So gesehen, bin ich kein „Schöpfer“ – obwohl ich heute als Produzent arbeite und verrückt nach Spielen bin. Aber damals spürte ich verstärkt, dass ich irgendwie daran beteiligt sein wollte, selbst wenn ich die Spiele nicht selbst erstellte.

Iwata:

Verstehe. Und selbst wenn man nicht an der Produktion beteiligt ist, selbst wenn man für die Beschaffung oder sonst etwas zuständig ist, muss man sein Produkt trotzdem extrem gut kennen, um zu wissen, wie viele Exemplare man bestellen muss und solche Dinge.

Hazama:

Allerdings.

Iwata:

Man muss wissen, wie bestimmte Produkte aufgenommen wurden, sonst könnte man einen Fehler machen und das ganze Lager des Unternehmens mit Ladenhütern füllen. Und bei solchen Aufgaben denkt man sich wahrscheinlich automatisch: „Wenn das Spiel nur anders aufgebaut gewesen wäre, so und so etwa“, oder: „Darauf haben die Leute wirklich angesprochen.“ Meinen Sie das?

Vorliegende Daten —
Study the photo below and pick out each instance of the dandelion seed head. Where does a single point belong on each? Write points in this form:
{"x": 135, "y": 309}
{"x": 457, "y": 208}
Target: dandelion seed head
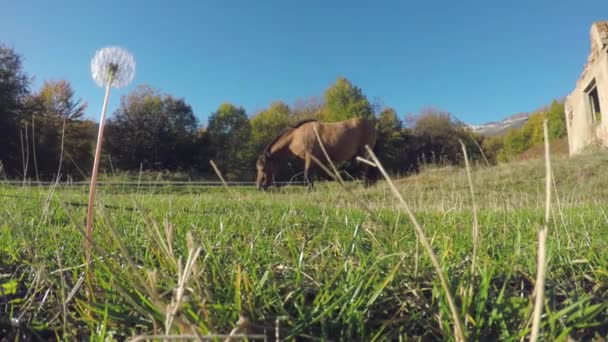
{"x": 113, "y": 61}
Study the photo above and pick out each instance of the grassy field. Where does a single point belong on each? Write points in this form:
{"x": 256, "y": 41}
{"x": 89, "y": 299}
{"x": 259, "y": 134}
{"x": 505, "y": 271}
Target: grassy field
{"x": 196, "y": 261}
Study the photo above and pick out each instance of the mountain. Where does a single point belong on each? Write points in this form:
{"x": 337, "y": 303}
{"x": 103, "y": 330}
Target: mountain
{"x": 500, "y": 127}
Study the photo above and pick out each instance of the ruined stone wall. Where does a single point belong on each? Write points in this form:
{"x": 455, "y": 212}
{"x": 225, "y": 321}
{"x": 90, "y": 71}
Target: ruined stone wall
{"x": 582, "y": 130}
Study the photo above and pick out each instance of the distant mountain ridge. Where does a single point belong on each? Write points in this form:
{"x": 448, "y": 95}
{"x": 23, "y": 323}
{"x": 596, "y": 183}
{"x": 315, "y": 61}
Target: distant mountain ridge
{"x": 501, "y": 127}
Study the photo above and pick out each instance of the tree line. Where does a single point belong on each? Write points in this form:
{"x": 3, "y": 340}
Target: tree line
{"x": 44, "y": 135}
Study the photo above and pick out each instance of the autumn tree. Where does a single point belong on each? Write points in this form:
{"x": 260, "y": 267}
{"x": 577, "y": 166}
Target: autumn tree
{"x": 343, "y": 100}
{"x": 59, "y": 136}
{"x": 14, "y": 87}
{"x": 229, "y": 132}
{"x": 266, "y": 124}
{"x": 154, "y": 130}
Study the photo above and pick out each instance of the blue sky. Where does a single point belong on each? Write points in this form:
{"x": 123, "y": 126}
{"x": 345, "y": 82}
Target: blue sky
{"x": 480, "y": 60}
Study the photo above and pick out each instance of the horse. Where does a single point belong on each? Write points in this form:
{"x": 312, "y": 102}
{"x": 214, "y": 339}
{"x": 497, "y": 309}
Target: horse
{"x": 343, "y": 141}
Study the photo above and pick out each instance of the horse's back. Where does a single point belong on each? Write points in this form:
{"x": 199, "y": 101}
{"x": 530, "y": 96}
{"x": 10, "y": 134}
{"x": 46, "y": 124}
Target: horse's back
{"x": 343, "y": 140}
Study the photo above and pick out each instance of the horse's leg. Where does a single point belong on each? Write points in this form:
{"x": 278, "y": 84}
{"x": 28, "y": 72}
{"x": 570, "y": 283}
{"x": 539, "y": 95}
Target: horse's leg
{"x": 369, "y": 172}
{"x": 309, "y": 183}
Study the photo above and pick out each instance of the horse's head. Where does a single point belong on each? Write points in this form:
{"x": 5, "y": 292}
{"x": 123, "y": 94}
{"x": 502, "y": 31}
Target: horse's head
{"x": 265, "y": 167}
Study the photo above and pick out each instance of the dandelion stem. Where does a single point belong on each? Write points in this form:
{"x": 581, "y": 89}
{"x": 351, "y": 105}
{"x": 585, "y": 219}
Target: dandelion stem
{"x": 89, "y": 227}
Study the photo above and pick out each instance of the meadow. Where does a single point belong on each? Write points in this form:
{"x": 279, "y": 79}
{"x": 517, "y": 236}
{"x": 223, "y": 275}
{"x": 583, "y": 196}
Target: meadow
{"x": 202, "y": 262}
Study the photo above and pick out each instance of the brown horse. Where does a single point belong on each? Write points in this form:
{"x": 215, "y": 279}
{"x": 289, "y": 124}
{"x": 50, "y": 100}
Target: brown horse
{"x": 343, "y": 141}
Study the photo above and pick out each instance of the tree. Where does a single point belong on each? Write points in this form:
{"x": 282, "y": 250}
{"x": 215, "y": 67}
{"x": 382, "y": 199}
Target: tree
{"x": 304, "y": 109}
{"x": 56, "y": 98}
{"x": 390, "y": 142}
{"x": 343, "y": 101}
{"x": 229, "y": 132}
{"x": 151, "y": 129}
{"x": 14, "y": 87}
{"x": 267, "y": 124}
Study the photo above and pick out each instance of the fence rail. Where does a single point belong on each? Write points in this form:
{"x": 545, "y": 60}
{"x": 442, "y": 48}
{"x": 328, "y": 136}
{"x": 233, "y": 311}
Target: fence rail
{"x": 142, "y": 184}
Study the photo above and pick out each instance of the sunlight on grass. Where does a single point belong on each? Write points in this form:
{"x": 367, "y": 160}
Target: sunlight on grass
{"x": 199, "y": 261}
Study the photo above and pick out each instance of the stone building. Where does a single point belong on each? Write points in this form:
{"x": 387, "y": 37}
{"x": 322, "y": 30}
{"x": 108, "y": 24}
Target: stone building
{"x": 586, "y": 107}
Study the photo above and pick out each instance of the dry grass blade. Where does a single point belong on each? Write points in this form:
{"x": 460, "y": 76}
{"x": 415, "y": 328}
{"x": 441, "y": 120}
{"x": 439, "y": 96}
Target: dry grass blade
{"x": 458, "y": 326}
{"x": 539, "y": 289}
{"x": 475, "y": 219}
{"x": 183, "y": 277}
{"x": 191, "y": 337}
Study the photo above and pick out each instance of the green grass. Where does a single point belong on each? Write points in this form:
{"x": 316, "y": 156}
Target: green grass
{"x": 316, "y": 263}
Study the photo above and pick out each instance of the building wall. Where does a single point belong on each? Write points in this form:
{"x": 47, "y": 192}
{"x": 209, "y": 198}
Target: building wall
{"x": 580, "y": 123}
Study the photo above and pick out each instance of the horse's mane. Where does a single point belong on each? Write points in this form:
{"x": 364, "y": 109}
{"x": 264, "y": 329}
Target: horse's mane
{"x": 285, "y": 131}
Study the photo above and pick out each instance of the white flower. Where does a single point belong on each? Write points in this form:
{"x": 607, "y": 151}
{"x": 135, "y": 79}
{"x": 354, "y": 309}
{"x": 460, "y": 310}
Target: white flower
{"x": 115, "y": 64}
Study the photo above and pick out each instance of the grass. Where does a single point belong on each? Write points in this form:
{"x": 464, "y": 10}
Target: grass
{"x": 198, "y": 261}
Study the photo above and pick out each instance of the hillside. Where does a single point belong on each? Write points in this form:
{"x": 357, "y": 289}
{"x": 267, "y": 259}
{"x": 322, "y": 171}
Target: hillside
{"x": 499, "y": 127}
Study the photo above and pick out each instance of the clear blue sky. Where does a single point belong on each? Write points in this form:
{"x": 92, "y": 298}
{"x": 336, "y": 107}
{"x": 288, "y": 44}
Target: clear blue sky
{"x": 480, "y": 60}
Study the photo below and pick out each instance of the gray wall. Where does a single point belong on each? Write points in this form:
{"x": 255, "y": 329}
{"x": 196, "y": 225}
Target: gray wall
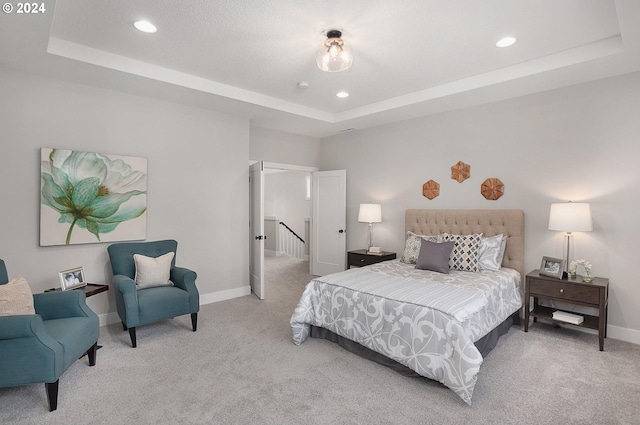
{"x": 284, "y": 148}
{"x": 578, "y": 143}
{"x": 197, "y": 185}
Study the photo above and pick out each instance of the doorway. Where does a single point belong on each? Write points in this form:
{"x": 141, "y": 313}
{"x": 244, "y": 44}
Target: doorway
{"x": 328, "y": 220}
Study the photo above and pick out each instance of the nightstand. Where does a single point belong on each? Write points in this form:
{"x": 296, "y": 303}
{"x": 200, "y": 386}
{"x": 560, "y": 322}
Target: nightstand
{"x": 572, "y": 291}
{"x": 361, "y": 258}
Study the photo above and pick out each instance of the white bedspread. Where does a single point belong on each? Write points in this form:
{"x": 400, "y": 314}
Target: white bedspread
{"x": 414, "y": 317}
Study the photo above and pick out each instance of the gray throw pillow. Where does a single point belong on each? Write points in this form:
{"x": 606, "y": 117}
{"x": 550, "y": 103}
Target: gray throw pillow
{"x": 434, "y": 256}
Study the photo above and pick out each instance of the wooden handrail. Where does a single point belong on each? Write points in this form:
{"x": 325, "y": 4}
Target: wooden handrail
{"x": 291, "y": 230}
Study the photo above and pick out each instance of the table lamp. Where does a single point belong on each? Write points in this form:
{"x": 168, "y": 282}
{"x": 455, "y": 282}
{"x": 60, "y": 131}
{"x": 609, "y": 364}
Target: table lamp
{"x": 370, "y": 213}
{"x": 570, "y": 217}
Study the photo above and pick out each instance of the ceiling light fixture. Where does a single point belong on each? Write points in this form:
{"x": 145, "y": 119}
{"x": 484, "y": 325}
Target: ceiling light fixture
{"x": 334, "y": 55}
{"x": 506, "y": 41}
{"x": 145, "y": 26}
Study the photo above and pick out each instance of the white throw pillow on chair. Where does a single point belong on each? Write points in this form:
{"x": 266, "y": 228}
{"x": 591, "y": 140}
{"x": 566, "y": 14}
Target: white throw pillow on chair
{"x": 153, "y": 271}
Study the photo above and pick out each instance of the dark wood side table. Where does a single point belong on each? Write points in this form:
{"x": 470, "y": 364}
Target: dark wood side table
{"x": 361, "y": 258}
{"x": 572, "y": 291}
{"x": 89, "y": 290}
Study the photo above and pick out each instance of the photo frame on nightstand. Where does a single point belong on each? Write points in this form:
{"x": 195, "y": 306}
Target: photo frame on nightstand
{"x": 72, "y": 279}
{"x": 552, "y": 267}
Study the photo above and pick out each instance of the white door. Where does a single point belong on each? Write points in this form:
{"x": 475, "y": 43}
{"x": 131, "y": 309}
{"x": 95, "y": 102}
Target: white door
{"x": 328, "y": 222}
{"x": 256, "y": 232}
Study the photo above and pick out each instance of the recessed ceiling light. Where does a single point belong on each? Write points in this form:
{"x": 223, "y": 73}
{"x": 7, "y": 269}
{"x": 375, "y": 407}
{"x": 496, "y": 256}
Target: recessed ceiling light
{"x": 145, "y": 26}
{"x": 506, "y": 41}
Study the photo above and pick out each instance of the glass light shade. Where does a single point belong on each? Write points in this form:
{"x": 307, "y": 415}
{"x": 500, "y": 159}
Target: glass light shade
{"x": 334, "y": 55}
{"x": 370, "y": 213}
{"x": 570, "y": 217}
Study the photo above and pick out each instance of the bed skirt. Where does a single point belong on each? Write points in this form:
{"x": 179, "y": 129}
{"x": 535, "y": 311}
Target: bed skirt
{"x": 484, "y": 345}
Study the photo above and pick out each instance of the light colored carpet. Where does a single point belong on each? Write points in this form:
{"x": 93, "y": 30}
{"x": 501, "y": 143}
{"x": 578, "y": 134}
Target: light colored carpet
{"x": 241, "y": 367}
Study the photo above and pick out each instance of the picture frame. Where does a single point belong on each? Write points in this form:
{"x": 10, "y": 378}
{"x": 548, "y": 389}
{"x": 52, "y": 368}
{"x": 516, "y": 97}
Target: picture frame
{"x": 552, "y": 267}
{"x": 72, "y": 279}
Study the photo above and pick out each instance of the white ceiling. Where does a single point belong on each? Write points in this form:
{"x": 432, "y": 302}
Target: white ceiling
{"x": 245, "y": 57}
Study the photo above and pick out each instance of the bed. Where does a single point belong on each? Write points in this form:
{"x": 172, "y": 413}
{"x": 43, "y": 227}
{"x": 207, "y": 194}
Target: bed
{"x": 422, "y": 322}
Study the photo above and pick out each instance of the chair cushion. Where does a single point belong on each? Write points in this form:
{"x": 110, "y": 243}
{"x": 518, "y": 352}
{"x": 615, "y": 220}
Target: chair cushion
{"x": 162, "y": 302}
{"x": 153, "y": 271}
{"x": 16, "y": 298}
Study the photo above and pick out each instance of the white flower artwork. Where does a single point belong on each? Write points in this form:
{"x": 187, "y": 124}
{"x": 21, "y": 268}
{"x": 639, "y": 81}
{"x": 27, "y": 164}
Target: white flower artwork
{"x": 89, "y": 197}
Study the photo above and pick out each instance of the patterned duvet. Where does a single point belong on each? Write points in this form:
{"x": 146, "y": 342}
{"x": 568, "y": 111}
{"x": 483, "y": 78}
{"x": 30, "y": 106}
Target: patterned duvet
{"x": 424, "y": 320}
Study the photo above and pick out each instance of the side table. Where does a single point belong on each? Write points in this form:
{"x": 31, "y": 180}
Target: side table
{"x": 572, "y": 291}
{"x": 89, "y": 290}
{"x": 362, "y": 257}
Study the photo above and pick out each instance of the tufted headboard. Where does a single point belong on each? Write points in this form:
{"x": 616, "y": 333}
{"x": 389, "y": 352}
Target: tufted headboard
{"x": 462, "y": 222}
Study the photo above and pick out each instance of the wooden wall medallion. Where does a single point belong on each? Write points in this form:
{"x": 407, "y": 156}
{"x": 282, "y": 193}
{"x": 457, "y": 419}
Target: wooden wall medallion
{"x": 460, "y": 171}
{"x": 431, "y": 189}
{"x": 492, "y": 189}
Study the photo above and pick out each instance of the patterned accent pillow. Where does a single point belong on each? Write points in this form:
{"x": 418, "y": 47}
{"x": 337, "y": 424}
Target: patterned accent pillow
{"x": 16, "y": 298}
{"x": 412, "y": 246}
{"x": 465, "y": 251}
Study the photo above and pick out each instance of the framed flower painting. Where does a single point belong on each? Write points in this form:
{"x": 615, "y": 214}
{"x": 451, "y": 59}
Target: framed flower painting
{"x": 90, "y": 197}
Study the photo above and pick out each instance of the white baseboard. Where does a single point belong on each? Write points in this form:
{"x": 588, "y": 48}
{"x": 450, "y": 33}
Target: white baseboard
{"x": 623, "y": 334}
{"x": 214, "y": 297}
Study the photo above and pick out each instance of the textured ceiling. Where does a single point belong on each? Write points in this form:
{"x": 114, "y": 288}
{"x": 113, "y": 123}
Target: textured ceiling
{"x": 412, "y": 57}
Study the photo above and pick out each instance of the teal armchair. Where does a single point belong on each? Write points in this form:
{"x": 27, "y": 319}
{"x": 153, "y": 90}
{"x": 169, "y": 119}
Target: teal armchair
{"x": 137, "y": 307}
{"x": 38, "y": 348}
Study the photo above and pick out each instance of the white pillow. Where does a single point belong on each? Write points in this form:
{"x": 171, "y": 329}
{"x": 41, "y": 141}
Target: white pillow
{"x": 491, "y": 252}
{"x": 16, "y": 298}
{"x": 153, "y": 271}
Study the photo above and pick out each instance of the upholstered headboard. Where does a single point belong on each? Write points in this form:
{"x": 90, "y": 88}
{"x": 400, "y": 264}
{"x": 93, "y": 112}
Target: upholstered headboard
{"x": 462, "y": 222}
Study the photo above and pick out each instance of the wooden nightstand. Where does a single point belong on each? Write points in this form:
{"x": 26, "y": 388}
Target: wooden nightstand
{"x": 572, "y": 291}
{"x": 360, "y": 258}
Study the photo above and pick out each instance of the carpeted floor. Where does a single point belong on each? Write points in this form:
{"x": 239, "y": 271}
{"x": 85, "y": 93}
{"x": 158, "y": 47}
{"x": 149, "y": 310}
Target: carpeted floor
{"x": 242, "y": 368}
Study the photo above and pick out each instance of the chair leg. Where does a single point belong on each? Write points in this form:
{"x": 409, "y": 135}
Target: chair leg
{"x": 91, "y": 353}
{"x": 52, "y": 394}
{"x": 132, "y": 334}
{"x": 194, "y": 321}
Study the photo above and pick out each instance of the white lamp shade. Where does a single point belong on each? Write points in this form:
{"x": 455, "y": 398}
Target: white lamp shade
{"x": 334, "y": 55}
{"x": 570, "y": 217}
{"x": 370, "y": 213}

Aufgabenstellung —
Schreib alle Stellen heraus, die im Interviewauszug oben in deutschen Anführungszeichen („…“) stehen.

Fertige Lösung —
- „Schöpfer“
- „Wenn das Spiel nur anders aufgebaut gewesen wäre, so und so etwa“
- „Darauf haben die Leute wirklich angesprochen.“